> _ACTION ITEM 1_: According to the passage on high-fiber foods, why are refined foods such as white bread and enriched cereals low in dietary fiber? Answer in one to three sentences.
> _ACTION ITEM 2_: Write the next part of the passage on high-fiber foods, starting after its final sentence.

> _PAGE TEXT_:

* * * * * * * * *

Choose foods high in fiber

As part of a heart-healthy diet, fiber can reduce cholesterol and your overall risk for cardiovascular disease. Dietary fiber is the part of plants the body cannot digest. As it passes through your body it affects the way your body digests foods and absorbs nutrients. How much fiber you eat affects not only your cholesterol level and risk for stroke, but may have other health benefits: helps control blood sugar, promotes regularity, prevents gastrointestinal disease and helps in weight management. Most of us fall short of the recommended daily fiber guidelines: 38 grams for men 50 and under; 25 grams for women 50 and under; 30 grams for men over 50; 21 grams for women over 50. The best sources of dietary fiber are raw or cooked fruits and vegetables, whole-grain products, and legumes (e.g., dried beans, lentils, split peas). Refined foods like soda, fruit juice, white bread and pasta and enriched cereals are low in dietary fiber. The refining process strips the outer coat (called the bran) from the grain, lowering the fiber content. Substituting enriched, white pasta and rice and other refined foods with whole-grain varieties is a great way to boost dietary fiber intake and help to prevent blood sugar fluctuations throughout the day. This, in turn, helps keep you feeling satisfied and can help prevent sudden cravings for sweets or other quick-sugar foods later in the day. The end result: weight control.

* * * * * * * * *

> _ENTRIES SUPPLIED_:
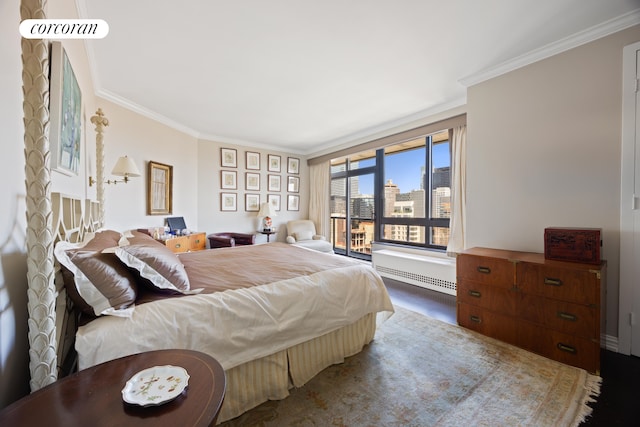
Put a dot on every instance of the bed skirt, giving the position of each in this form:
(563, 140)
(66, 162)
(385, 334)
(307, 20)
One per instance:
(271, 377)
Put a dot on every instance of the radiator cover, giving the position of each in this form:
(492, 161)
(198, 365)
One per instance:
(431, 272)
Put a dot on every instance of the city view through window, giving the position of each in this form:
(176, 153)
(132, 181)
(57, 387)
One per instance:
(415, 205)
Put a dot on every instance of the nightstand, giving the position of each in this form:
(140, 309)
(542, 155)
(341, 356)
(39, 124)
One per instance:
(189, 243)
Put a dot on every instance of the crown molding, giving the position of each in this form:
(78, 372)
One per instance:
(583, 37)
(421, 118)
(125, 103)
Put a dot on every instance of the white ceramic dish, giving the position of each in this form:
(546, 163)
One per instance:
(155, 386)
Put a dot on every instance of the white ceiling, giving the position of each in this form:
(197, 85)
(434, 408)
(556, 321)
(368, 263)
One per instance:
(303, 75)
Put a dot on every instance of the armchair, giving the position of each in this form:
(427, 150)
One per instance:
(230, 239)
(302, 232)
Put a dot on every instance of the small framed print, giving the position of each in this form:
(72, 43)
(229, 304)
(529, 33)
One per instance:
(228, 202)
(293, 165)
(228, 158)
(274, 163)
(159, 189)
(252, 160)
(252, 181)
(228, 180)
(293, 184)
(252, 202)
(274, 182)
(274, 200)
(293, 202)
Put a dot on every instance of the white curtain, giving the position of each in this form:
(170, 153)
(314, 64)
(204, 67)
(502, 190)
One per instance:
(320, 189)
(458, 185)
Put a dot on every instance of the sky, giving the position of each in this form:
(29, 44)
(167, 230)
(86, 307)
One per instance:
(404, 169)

* * * * * * * * *

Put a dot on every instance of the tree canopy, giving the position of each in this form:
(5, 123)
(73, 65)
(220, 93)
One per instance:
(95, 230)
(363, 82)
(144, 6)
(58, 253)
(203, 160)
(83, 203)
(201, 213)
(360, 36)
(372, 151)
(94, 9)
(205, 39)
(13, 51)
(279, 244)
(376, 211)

* * * * * * * * *

> _TASK RESPONSE 1_: Refining strips the grain's outer coat, called the bran, and that lowers its fiber content.

> _TASK RESPONSE 2_:
Maintain or achieve a healthy body weight

Another important strategy to reducing your risk of a stroke is to achieve a healthy body weight. Watching your portion sizes, eating foods high in fiber and low in fat, avoiding fad diets, increasing your activity, and keeping track of your eating habits are all ways to achieve a healthy body weight. Keep in mind that weight loss does not happen overnight, so establish realistic short and long-term goals from the start.

Reduce intake of added sugar

Excess intake of added sugar is associated with hypertension, obesity, type 2 diabetes, and dyslipidemia, which are all risk factors for stroke. Examples of added sugar are white sugar, brown sugar, honey, molasses, jelly, jam, and sweetened drinks.

Get enough potassium

Adequate dietary potassium intake is necessary in order to maintain proper heart function. However, most adults do not consume enough potassium. Potassium is abundant in fruit, vegetables, and milk products. Therefore, if you consume recommended amounts of these food groups, you should achieve an adequate intake of potassium. Good fruit choices include bananas, apricots, oranges, cantaloupe, and apples. High-potassium vegetables include potatoes, sweet potatoes, spinach, zucchini, and tomatoes.